-- START OF ARTICLE --

TLDR: We are not epistemically positioned to make permanent value choices, so the priority is preserving optionality and creating conditions for continued reflection.

Relevant writings: Will MacAskill’s “Viatopia”, Toby Ord’s book The Precipice (2020), Will Aldred’s “Long Reflection Reading List

A visual representation of this cluster created by DALL-E and Will Aldred.

The core ideas this cluster depends upon:

  • Epistemic humility about values. We don't know what the ideal future looks like, and history shows that depictions of utopia often look dystopian in retrospect. Moral attitudes change; what seemed obviously right a century ago now seems monstrous. Locking in current values, even ones we're confident about, risks catastrophic moral error at civilisational scale. We shouldn’t aim directly at a specific vision of “the good”.

-- END OF ARTICLE --
-- START OF MATERIAL PROVIDED --

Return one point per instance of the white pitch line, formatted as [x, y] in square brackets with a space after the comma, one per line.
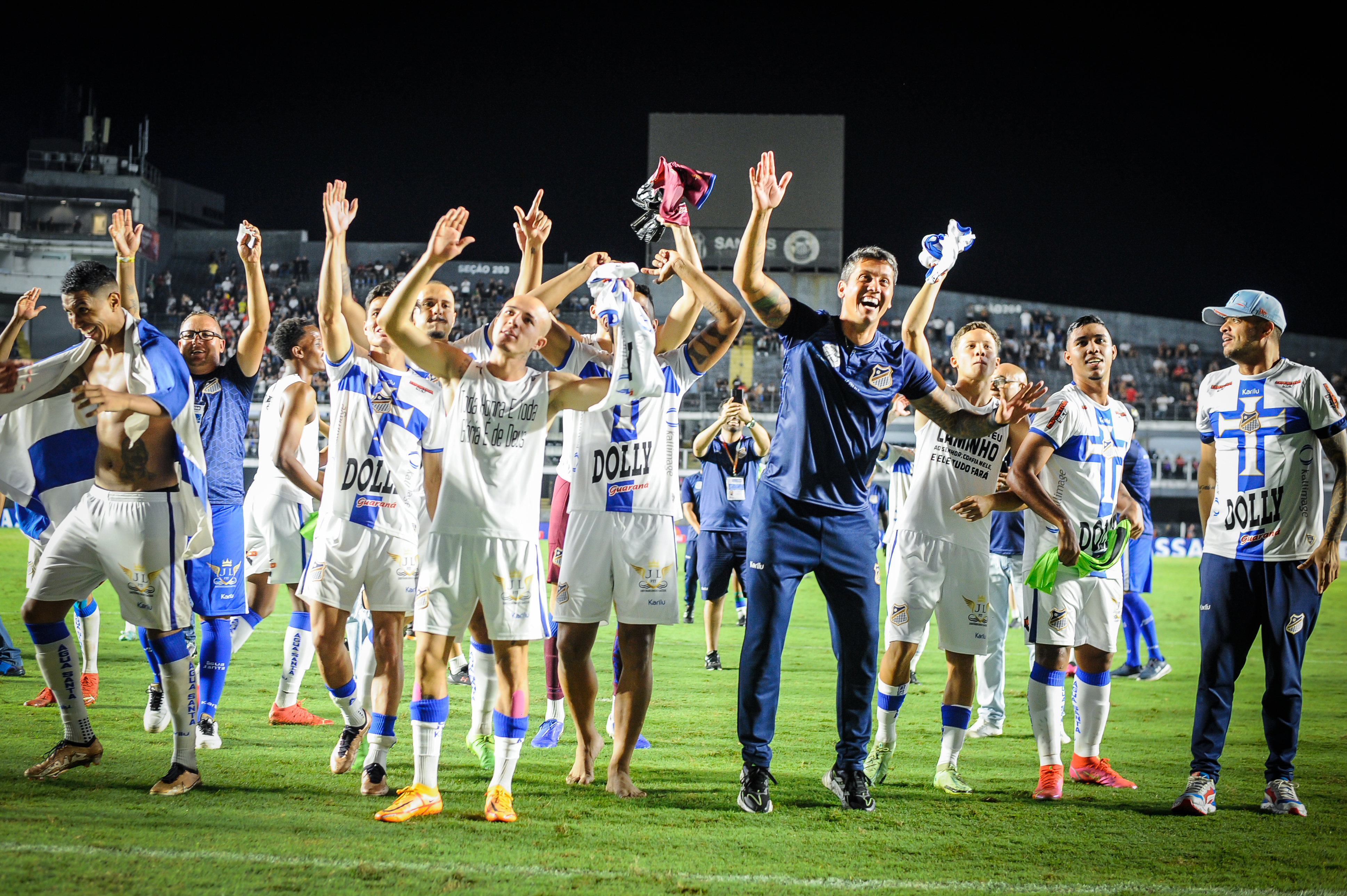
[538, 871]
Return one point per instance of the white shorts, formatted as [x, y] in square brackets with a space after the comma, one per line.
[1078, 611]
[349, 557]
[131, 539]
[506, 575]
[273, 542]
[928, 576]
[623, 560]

-- END OF MATERIAL PROVIDED --

#### GIVEN EXERCISE A:
According to the article on preserving optionality, what does history show about depictions of utopia?
#### GIVEN EXERCISE B:
Continue the article on preserving optionality in humanity's value choices from the point where it stops.

#### RESPONSE A:
They often look dystopian in retrospect.

#### RESPONSE B:
  • Preserve optionality through intermediate states. Rather than specifying an end-state, aim for a "viatopia", a way station that is on-track to achieve near-best outcomes without committing to what those outcomes are. Maintain the capacity for course-correction, keep options open, and create conditions under which better decisions can be made later.

How do these ideas fit together?

  • The epistemic/axiological claim (we don't know enough) generates the strategic claim (don't commit yet). If we were confident about values, preserving optionality would be costly. Because we're not, optionality has high expected value.
  • Both viatopia and the long reflection are explicitly transitional: they're about getting to a position from which good decisions can be made, not about specifying what those decisions should be. This distinguishes them from visions that make positive claims about what flourishing looks like as an end state.
  • The approach is designed to be a convergent goal across value systems. Different ethical and political views can agree that "don't lock in prematurely" and "achieve existential security first" are good, even if they disagree about everything else. It's meant to allow coordination without requiring consensus on object-level values.

How does this cluster relate to others?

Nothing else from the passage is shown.